-- Task item --
Output all of the entries beneath, exactly as written.

-- Entries provided --
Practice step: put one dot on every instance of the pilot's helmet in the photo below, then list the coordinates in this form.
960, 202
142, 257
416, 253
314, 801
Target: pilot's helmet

-- Response to the exercise --
Practice step: put one dot on every instance of the pilot's helmet in the photo below, then list the coordinates in this form.
960, 202
142, 257
416, 253
314, 801
Target: pilot's helmet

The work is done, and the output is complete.